* _PASSAGE SHOWN_
María Elena Orantes López (born 24 July 1968) is a Mexican politician from the Citizens' Movement party. She serves as a deputy of the LXIII Legislature of the Mexican Congress representing the third electoral region and the state of Chiapas.

==Career==
In 1988, Orantes López joined the Institutional Revolutionary Party (PRI), a year before graduating with a degree in communication sciences. A portion of her political and business career occurred in the state of Nuevo León, where she wrote for El Norte newspaper, was a municipal PRI councilor in Pueblo Nuevo, and anchored newscasts for Televisa Monterrey.

By the 1990s, Orantes López had moved to Chiapas, where she continued to function in PRI positions as a secretary and state political councilor, and in various administrative positions in the state government. She also produced newscasts for Radio Núcleo, one of the state's largest radio broadcasters.

In 2000, voters sent Orantes López to the LX Legislature of Chiapas for a three-year term. She presided over the Commission for the Care of Women and Children. Three years later, she was elected to the LIX Legislature of the Mexican Congress for her first term as a federal deputy. She sat on four commissions and two committees, including Radio, Television and Film; Gender and Equity; and Special for Tracking of Investigations Related to Femicides in Mexico.

Three years later, Orantes López won public office again, this time to the Senate for the LX and LXI Legislatures. She was the secretary of three commissions: Equity and Gender, Health, and Foreign Relations/Non-Governmental Organizations. She also was a member of the Commission for Peace and the Environment, Natural Resources and Fishing Commission. During this time, she was also a national councilor of the PRI.

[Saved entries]

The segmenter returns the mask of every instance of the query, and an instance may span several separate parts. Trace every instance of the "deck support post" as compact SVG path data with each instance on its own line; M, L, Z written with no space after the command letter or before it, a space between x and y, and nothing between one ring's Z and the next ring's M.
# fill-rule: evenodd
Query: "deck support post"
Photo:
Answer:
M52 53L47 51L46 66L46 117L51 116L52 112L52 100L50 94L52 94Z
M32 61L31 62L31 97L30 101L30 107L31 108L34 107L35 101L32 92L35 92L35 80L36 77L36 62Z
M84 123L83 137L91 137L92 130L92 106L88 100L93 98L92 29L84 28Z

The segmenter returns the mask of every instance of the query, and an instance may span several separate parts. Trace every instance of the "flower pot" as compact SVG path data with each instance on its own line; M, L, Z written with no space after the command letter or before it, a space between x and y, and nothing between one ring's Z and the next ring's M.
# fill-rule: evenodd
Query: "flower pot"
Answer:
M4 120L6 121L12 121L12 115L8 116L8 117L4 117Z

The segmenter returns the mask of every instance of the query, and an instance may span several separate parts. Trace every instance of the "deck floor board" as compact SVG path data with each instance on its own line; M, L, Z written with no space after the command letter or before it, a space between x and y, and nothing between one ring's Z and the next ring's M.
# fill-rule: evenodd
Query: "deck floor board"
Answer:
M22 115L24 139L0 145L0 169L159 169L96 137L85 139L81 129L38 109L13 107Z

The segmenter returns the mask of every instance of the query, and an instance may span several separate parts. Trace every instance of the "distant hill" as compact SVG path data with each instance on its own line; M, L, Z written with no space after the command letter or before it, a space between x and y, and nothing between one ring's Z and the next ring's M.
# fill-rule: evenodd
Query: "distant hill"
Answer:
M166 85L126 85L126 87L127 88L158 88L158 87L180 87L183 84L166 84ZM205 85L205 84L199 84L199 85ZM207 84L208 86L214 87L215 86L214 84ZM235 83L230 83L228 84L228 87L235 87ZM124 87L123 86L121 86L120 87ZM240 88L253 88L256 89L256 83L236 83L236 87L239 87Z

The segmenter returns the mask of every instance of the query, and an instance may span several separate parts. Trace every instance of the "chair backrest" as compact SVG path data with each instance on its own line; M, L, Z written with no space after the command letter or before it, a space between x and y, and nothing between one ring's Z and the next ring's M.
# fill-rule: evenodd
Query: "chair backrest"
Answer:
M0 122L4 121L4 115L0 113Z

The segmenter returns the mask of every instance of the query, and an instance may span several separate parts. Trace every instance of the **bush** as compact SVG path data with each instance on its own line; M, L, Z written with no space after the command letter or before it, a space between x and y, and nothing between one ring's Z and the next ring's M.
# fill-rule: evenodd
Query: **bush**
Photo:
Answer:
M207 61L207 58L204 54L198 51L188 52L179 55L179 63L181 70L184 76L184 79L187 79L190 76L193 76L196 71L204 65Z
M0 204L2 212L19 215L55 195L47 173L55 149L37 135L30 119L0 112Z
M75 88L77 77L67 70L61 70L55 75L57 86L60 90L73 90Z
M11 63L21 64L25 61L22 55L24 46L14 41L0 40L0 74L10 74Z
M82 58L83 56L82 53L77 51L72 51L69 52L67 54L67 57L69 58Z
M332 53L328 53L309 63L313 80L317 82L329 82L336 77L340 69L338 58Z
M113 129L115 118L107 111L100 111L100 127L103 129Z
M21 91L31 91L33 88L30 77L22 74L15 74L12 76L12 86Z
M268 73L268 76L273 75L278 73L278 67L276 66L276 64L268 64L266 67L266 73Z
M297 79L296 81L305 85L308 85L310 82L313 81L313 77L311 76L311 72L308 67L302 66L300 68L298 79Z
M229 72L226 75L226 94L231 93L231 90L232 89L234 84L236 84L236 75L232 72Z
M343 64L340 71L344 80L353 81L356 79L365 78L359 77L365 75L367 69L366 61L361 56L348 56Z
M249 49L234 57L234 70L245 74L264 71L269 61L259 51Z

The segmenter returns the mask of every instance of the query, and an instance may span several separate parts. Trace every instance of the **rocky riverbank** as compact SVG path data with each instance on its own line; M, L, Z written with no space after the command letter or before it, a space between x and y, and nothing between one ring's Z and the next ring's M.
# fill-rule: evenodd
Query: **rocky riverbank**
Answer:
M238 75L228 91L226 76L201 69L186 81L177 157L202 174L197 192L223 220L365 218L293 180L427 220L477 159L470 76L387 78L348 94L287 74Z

* _WORK ITEM A_
Duplicate the passage on María Elena Orantes López from "By the 1990s, Orantes" up to and including "largest radio broadcasters.".
* _WORK ITEM B_
In the passage on María Elena Orantes López, which newspaper did she write for in Nuevo León?

* _ANSWER SECTION A_
By the 1990s, Orantes López had moved to Chiapas, where she continued to function in PRI positions as a secretary and state political councilor, and in various administrative positions in the state government. She also produced newscasts for Radio Núcleo, one of the state's largest radio broadcasters.

* _ANSWER SECTION B_
El Norte